Count the lines in the rows below that contain the word "polaris", and reply with only that number.

--- begin ---

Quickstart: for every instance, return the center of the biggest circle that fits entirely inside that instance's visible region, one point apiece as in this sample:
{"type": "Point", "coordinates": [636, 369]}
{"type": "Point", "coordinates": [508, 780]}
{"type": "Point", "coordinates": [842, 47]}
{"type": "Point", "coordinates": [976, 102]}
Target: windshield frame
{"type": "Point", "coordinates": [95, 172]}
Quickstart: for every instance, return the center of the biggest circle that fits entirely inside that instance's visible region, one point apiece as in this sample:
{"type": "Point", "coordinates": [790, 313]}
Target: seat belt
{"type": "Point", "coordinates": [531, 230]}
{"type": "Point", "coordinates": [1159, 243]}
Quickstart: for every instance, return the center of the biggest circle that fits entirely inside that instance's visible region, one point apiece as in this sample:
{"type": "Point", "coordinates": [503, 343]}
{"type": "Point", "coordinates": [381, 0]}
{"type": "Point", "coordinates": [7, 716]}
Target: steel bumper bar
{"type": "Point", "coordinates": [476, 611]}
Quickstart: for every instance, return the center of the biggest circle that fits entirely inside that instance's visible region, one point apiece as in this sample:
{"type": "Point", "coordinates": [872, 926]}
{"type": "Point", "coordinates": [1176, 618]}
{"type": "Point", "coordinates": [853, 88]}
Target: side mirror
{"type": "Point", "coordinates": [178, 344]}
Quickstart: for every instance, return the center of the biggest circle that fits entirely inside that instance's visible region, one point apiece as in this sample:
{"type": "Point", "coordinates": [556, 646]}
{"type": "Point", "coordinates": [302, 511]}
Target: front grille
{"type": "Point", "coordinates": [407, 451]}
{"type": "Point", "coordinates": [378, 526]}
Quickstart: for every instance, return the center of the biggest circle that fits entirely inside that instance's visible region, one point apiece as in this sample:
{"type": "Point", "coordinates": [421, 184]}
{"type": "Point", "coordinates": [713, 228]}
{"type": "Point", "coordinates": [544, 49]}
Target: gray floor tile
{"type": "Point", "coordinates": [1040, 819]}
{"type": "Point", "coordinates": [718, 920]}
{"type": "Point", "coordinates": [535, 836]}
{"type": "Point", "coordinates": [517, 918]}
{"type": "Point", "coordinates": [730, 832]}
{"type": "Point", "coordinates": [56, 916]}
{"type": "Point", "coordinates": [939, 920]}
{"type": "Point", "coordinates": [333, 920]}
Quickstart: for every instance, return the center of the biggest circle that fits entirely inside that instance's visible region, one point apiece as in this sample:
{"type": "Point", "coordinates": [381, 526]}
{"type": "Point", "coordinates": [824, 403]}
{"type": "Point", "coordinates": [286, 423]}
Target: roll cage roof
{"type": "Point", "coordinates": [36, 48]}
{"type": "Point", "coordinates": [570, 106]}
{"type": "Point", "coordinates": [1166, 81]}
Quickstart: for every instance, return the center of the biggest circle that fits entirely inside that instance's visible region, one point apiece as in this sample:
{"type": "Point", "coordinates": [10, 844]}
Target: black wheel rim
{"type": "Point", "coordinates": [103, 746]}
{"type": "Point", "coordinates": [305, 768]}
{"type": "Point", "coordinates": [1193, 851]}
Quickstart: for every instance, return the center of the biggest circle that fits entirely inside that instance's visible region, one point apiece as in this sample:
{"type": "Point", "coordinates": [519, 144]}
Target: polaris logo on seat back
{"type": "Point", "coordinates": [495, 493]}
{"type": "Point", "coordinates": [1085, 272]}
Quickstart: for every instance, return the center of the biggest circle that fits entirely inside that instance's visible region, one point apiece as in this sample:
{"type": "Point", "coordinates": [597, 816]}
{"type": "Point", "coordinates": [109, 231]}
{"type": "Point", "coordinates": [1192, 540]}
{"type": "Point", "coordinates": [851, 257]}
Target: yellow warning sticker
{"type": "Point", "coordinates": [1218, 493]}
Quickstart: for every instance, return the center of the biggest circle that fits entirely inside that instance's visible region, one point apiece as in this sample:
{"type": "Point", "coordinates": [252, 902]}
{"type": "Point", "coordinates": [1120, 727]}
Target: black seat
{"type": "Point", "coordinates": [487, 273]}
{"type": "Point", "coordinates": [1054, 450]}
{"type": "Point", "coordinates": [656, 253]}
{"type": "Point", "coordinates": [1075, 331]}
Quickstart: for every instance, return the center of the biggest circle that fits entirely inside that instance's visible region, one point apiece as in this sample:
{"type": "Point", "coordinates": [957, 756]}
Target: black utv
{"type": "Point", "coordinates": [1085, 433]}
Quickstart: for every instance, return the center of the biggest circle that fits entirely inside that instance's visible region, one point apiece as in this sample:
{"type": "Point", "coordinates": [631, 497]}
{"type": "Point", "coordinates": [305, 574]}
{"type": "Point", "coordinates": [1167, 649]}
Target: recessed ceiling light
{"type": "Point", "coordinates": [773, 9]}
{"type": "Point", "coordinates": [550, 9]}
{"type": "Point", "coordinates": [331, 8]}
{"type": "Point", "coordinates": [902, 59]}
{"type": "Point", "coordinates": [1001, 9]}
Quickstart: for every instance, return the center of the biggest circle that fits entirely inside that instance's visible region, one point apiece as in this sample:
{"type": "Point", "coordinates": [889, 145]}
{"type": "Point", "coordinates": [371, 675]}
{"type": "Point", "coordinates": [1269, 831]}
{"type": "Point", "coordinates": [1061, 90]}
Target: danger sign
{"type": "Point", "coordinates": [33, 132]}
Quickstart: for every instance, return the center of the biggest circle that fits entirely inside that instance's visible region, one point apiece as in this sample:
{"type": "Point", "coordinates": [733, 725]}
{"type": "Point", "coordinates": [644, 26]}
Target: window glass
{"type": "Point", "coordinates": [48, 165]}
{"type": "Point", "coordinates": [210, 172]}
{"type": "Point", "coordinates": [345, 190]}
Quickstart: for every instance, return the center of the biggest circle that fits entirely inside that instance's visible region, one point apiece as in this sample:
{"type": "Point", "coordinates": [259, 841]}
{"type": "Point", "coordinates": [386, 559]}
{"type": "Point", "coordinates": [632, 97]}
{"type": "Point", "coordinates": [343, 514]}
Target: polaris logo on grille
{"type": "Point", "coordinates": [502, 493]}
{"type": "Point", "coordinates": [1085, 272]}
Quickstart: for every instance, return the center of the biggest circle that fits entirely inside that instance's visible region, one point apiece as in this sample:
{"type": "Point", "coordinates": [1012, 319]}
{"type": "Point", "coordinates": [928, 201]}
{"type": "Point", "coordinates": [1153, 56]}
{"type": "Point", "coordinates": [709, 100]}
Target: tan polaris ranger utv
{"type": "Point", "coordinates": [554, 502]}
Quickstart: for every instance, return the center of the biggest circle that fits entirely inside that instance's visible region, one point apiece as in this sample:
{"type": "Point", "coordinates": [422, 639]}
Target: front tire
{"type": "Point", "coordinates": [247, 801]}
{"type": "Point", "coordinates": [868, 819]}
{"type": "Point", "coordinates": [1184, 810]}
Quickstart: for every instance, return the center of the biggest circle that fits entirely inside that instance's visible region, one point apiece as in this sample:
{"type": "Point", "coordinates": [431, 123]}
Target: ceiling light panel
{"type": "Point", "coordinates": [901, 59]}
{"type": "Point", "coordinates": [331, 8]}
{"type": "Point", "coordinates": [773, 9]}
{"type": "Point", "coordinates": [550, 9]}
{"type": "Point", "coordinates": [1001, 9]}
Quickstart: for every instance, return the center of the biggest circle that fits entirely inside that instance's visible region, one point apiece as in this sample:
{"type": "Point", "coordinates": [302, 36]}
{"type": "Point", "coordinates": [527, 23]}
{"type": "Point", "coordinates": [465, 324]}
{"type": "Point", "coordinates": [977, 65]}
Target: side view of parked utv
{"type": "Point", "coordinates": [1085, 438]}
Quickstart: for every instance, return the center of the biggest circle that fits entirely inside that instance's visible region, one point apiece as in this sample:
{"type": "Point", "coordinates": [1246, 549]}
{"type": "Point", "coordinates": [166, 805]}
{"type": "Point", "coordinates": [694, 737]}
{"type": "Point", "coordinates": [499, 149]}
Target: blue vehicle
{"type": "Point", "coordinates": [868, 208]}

--- end ---

-- The solution --
3